§ Required task: Without the pictures, reproduce the records that follow exactly.
** Start of Dataset rows **
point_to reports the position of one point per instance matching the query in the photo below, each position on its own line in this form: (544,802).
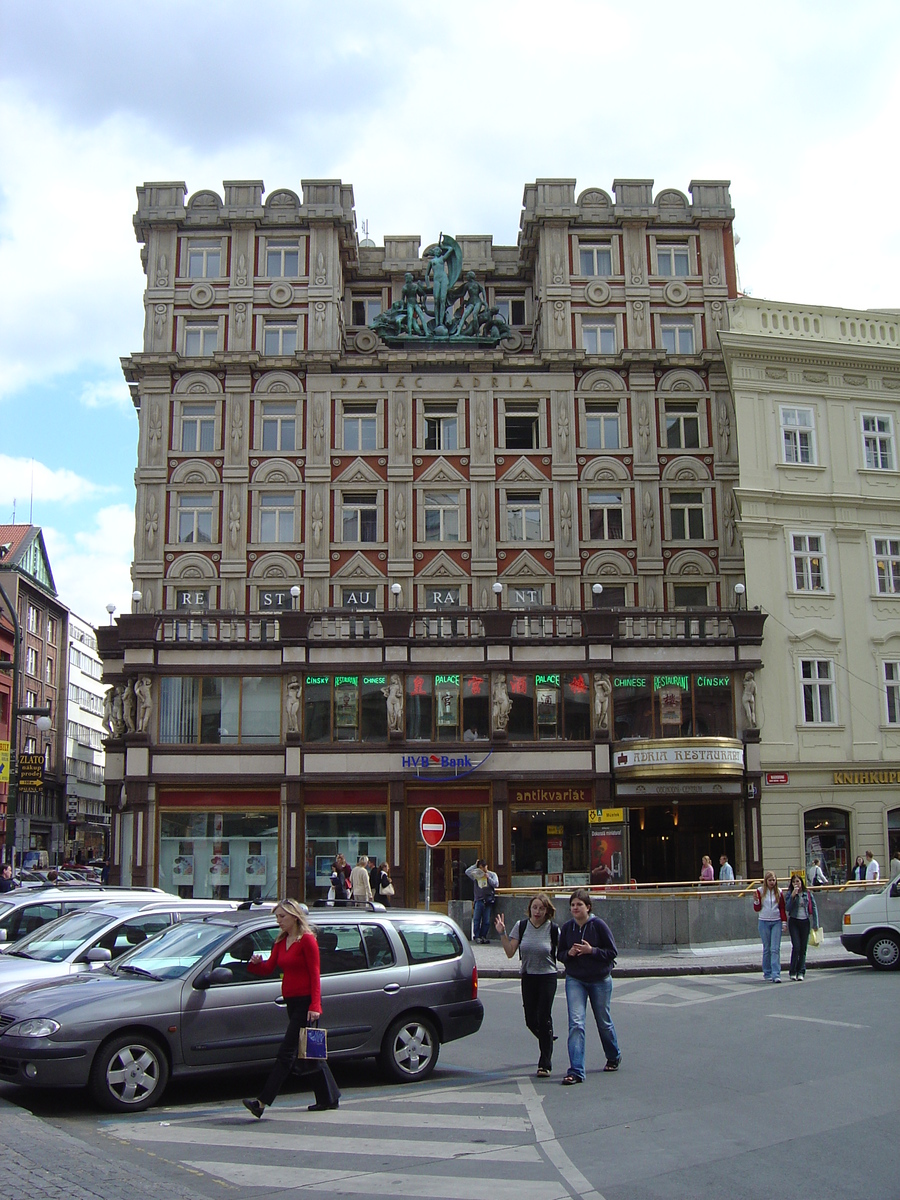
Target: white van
(871,927)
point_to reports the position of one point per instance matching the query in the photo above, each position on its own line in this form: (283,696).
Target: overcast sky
(437,115)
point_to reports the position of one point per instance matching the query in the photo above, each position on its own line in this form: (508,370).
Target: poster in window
(183,869)
(347,708)
(670,706)
(547,705)
(255,869)
(448,708)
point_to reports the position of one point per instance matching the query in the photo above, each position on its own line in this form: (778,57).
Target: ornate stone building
(433,529)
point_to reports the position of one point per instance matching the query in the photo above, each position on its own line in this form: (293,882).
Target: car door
(363,982)
(237,1021)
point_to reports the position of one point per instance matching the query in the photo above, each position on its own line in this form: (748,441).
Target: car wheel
(411,1049)
(129,1074)
(883,952)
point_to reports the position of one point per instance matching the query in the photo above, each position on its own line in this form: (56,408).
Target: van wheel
(129,1074)
(411,1049)
(883,952)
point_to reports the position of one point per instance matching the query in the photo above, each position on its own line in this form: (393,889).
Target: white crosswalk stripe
(408,1144)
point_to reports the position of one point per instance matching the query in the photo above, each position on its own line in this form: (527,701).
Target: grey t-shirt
(537,951)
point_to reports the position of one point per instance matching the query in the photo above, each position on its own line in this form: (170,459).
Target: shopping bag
(313,1043)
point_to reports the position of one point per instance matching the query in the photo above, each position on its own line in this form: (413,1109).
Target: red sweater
(299,967)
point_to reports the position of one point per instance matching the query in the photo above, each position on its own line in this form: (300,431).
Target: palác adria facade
(445,526)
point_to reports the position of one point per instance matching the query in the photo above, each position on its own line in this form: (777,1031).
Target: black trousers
(538,994)
(323,1081)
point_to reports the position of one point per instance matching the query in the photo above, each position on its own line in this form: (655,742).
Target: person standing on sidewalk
(801,909)
(769,904)
(587,949)
(485,882)
(537,939)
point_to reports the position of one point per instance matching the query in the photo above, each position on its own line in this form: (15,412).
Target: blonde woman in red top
(295,955)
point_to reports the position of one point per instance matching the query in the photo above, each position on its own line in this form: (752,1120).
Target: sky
(438,118)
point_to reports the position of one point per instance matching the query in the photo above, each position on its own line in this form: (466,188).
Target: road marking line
(819,1020)
(550,1145)
(387,1182)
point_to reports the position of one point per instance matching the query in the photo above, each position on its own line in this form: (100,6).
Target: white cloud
(23,479)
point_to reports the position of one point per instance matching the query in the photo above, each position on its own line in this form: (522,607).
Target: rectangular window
(198,429)
(892,691)
(682,426)
(687,511)
(276,517)
(280,337)
(798,436)
(201,341)
(442,516)
(195,517)
(360,429)
(601,426)
(365,310)
(204,261)
(598,336)
(282,261)
(511,310)
(677,335)
(808,553)
(279,426)
(441,430)
(595,261)
(523,517)
(879,442)
(673,262)
(521,427)
(359,517)
(887,565)
(606,516)
(817,682)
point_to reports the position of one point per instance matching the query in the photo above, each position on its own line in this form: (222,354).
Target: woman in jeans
(801,909)
(537,939)
(295,954)
(769,904)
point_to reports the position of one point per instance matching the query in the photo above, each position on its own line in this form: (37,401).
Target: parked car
(871,927)
(395,987)
(84,941)
(27,909)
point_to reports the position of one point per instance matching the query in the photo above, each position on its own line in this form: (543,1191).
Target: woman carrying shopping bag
(295,954)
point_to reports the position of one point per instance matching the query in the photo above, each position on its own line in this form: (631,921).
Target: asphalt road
(730,1086)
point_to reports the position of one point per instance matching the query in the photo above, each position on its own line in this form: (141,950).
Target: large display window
(220,855)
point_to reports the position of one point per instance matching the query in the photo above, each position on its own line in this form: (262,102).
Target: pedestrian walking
(769,904)
(587,949)
(295,955)
(537,939)
(485,883)
(802,917)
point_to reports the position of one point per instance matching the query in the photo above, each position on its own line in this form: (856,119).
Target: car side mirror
(216,976)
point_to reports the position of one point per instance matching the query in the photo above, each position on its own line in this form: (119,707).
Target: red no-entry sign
(432,827)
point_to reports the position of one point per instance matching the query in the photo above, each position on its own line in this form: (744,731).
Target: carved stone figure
(144,702)
(129,707)
(603,690)
(394,700)
(501,705)
(748,700)
(292,705)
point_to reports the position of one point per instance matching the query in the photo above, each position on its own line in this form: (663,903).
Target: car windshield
(175,952)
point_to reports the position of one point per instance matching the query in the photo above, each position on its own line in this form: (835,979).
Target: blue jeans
(771,939)
(577,994)
(481,919)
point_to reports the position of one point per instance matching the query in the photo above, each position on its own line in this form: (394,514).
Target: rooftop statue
(442,306)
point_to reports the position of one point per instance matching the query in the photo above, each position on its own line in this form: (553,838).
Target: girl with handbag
(802,917)
(295,954)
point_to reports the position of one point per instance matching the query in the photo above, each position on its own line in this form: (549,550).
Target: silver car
(395,987)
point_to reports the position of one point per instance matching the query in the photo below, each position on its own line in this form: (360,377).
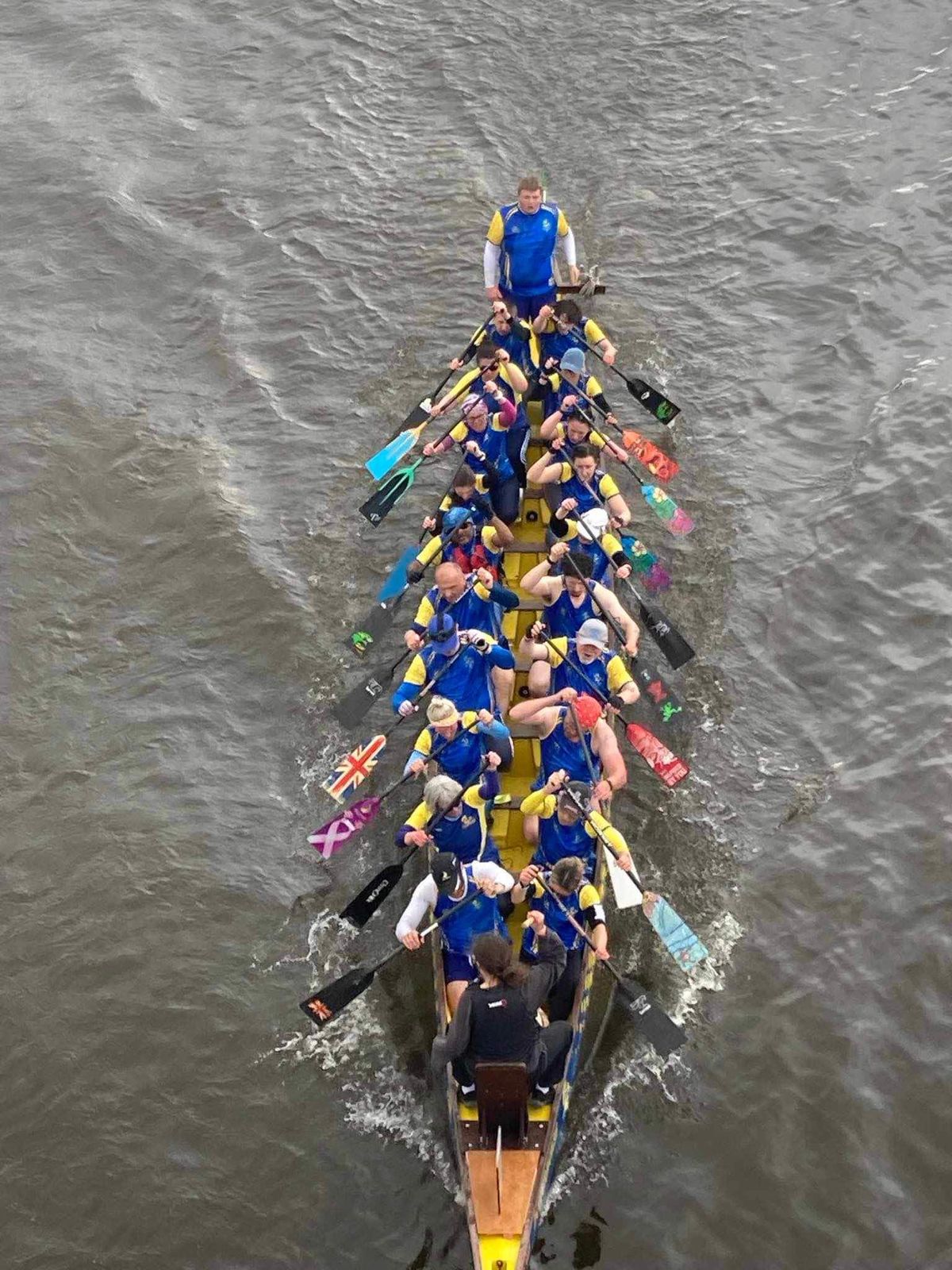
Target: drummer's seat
(503,1103)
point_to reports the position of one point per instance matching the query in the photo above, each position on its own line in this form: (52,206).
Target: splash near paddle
(332,836)
(666,765)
** End of Dataset rows **
§ Output:
point_to reports the position of one point per instance matching the query in the photo below, each position on its own line in this form: (544,802).
Target: white van
(871,927)
point_to reports the position of one point per instance matching the query in the photo above, each position on its own line in this form: (283,696).
Target: overcast sky
(437,115)
point_to reports the position of one point per instance matching the query in the photo above, each position on its own line in this form: (508,370).
Target: poster in window
(183,869)
(347,708)
(670,706)
(547,705)
(255,869)
(448,708)
point_to reports the position of one point per instance matching the query in the photo above, each position on its own line in this form: (778,57).
Target: ornate stone building
(433,529)
point_to reports the position of one point per instance matching the query in the photo above, each position on its own line in this form: (293,882).
Target: car door
(363,982)
(237,1021)
point_to reports the position of one point per instance matching the query in the photo above, each position on its own line in this form: (748,441).
Target: car wheel
(411,1049)
(129,1074)
(883,952)
point_to reports the position of one point per instance matching the query in the photo above, each position on its own line in this form: (56,408).
Target: van wheel
(129,1074)
(411,1049)
(883,952)
point_to reports the position of one point per instance matching the query in the photo above, each position on its own line in this form: (393,889).
Target: white crosswalk stripe
(408,1144)
point_to reports the position of one point per instance matching the query in the photo above, each position on its own line in this form: (527,701).
Target: grey t-shirt
(537,951)
point_to reports the position of one point per instance matching the query in the photo above, each position on its own line in this form: (170,459).
Target: shopping bag
(313,1043)
point_to reports the position of one point per instance matching the query in the photo above, each position on its own line in this form: (413,1109).
Target: red sweater
(299,967)
point_to reports the position of one point per instance matching the query in the photo above, each position on its own line in this form: (300,431).
Target: palác adria facade
(445,526)
point_to reports the position of one point per instance matching the query in the photo above, each position on its own line in this form: (777,1031).
Target: black trousers
(538,994)
(323,1081)
point_to reports the position of one point per instance matching the query in the photo above, each position on its own line in this form: (655,742).
Target: person standing on sidewalk
(801,909)
(769,904)
(587,949)
(485,882)
(537,939)
point_to reports the position of one point per instance matching the query in the photo above, each position on its own line in this form: (15,412).
Target: blonde woman in red top
(295,955)
point_to reports the position of one point per instance matching the query in the photo above, each position on its own line in this form: (752,1120).
Target: sky
(438,118)
point_to reports the position of one point per instance matching the query in the photo above, each position on its own line in this form: (466,188).
Target: road marking line
(819,1020)
(550,1145)
(387,1182)
point_to reports the position of one point per instance matching the query in the photo above, each position on its own line in this form: (100,6).
Target: white cloud
(23,479)
point_to reports the position of one point per instance matching the query in the photo above, each position on its own line in this form: (522,607).
Target: rectangular window
(198,429)
(892,691)
(682,426)
(687,511)
(276,517)
(280,337)
(798,436)
(201,341)
(442,516)
(195,517)
(360,429)
(601,426)
(365,310)
(204,261)
(598,336)
(282,261)
(511,310)
(677,335)
(808,553)
(279,426)
(441,430)
(595,261)
(523,517)
(879,442)
(673,262)
(521,427)
(359,517)
(887,565)
(606,516)
(817,682)
point_to reports the position of one point per instance matching the query in the photo above, each position on its own line in this form: (222,354).
Target: woman in jeans
(801,909)
(537,939)
(295,954)
(769,904)
point_to reports the position of one point per instance matching the query in the photo above, each position on its own line in this form: (37,401).
Target: parked car
(871,927)
(395,987)
(84,941)
(27,909)
point_to reports the position of one point per instance matching the query in the photo above, each position on its own line in this form: (543,1191).
Target: woman carrying shopping bag
(295,954)
point_to reports the position of one point per instance matching the query in the photo above, each position on its own line in this form: (631,921).
Target: asphalt road
(730,1086)
point_to reports the position of one point per instance matching the query in the photo above, each position on its own line in this form: (141,950).
Target: large display window
(220,855)
point_to reports the position of one point per instance matching the query in the photo above, each position on its own line in this form: (262,102).
Target: pedestrian walking
(769,904)
(587,949)
(295,955)
(537,939)
(485,883)
(802,917)
point_to reports the position of one point per instance matching the query in the photo above, each position on its own line in this form: (856,119).
Target: car side mirror
(216,976)
point_to reports the position of one point per instance matching the query in the photo above, each position on its own line in this form: (119,707).
Target: red no-entry sign
(432,827)
point_to reports the position of one point per instance matching the query in the photo above, each position on its own line in this form: (744,731).
Target: carved stone figure
(144,702)
(129,707)
(603,690)
(394,700)
(501,705)
(748,700)
(292,705)
point_to reports the position of one point per instance matching the query in the photo above, each position on its own line in this form: (663,903).
Target: car windshield
(175,952)
point_to reports the position of one point per instance matching the query in the photo above, each position on its own line in this form: (835,979).
Target: blue jeans
(771,939)
(577,994)
(481,919)
point_to reports the position of one point per instance matching the query in the photo above, each position on its own line in this form: (394,514).
Target: rooftop statue
(442,306)
point_to reports the position of one point per instance matching the query in the photo above, each position on its own line in this form: (553,838).
Target: girl with handbag
(802,917)
(295,954)
point_to reports the position of one point per instance matching the query in the photo above, each position on its own line in this form: (549,550).
Target: silver car
(395,987)
point_to reports the position of one point per instance matching the query in the photo below, each position on its own line in this form: (360,377).
Target: drummer's seat
(503,1103)
point_to reports the position of one point per instance matching the query in the photo above, each position on its own line in this form: (52,206).
Target: splash near paddle
(332,836)
(666,765)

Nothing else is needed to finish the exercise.